* _TASK_: Output the rows from the start through the line containing "[202,0,859,640]" as a two-column CSV with headers input and output, one line per request, putting its text under input and its answer under output. Each field must be quoted, with line breaks replaced by spaces.

=======

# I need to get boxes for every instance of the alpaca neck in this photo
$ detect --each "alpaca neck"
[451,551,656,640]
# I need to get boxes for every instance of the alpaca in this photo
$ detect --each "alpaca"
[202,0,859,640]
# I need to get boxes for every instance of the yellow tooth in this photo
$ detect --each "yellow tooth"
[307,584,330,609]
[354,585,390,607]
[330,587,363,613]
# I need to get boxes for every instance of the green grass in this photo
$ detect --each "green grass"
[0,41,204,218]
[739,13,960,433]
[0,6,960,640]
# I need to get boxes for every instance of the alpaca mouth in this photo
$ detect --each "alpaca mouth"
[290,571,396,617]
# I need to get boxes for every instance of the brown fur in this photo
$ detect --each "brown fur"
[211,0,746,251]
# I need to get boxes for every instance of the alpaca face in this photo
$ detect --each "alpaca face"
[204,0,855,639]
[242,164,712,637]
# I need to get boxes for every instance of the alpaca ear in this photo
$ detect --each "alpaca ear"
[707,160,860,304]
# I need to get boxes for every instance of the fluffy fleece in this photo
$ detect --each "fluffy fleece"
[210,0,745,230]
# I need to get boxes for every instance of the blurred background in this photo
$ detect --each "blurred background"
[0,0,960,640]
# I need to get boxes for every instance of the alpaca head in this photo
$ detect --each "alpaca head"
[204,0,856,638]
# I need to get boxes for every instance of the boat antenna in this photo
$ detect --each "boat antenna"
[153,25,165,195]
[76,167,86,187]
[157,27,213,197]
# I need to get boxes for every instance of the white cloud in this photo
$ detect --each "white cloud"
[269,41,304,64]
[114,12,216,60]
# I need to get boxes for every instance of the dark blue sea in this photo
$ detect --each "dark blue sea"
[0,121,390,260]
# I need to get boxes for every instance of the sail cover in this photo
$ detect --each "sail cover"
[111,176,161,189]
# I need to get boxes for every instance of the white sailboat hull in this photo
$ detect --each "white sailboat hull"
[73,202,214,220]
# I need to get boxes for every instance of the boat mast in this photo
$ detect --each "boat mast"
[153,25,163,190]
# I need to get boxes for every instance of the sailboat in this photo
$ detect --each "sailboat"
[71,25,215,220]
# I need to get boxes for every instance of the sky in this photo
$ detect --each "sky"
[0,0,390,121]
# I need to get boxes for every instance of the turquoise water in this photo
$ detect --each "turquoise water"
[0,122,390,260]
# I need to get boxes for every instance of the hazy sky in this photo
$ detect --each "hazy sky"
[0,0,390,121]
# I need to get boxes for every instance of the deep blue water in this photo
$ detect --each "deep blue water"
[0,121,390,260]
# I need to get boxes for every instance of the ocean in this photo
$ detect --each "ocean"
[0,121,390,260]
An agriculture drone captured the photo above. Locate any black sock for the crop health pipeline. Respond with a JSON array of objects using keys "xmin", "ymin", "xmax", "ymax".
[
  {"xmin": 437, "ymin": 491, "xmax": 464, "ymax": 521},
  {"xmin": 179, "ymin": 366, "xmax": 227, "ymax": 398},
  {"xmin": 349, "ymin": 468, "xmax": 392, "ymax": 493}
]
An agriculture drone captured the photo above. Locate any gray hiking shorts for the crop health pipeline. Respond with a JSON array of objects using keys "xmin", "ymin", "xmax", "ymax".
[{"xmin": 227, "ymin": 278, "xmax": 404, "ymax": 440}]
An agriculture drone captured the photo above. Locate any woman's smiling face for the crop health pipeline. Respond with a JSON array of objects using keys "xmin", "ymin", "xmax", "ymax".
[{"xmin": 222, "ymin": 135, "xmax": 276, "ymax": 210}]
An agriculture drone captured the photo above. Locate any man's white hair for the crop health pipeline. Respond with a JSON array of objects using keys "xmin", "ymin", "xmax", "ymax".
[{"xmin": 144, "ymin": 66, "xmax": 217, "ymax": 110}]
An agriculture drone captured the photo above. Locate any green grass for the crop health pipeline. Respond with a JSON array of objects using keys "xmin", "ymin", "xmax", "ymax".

=======

* _TASK RESPONSE_:
input,output
"# I need to get boxes for every instance of the alpaca neck in this photo $ detect --each ""alpaca neck""","[451,551,656,640]"
"# I need to get boxes for every instance of the alpaca in this photo $ detect --each ""alpaca""","[202,0,859,640]"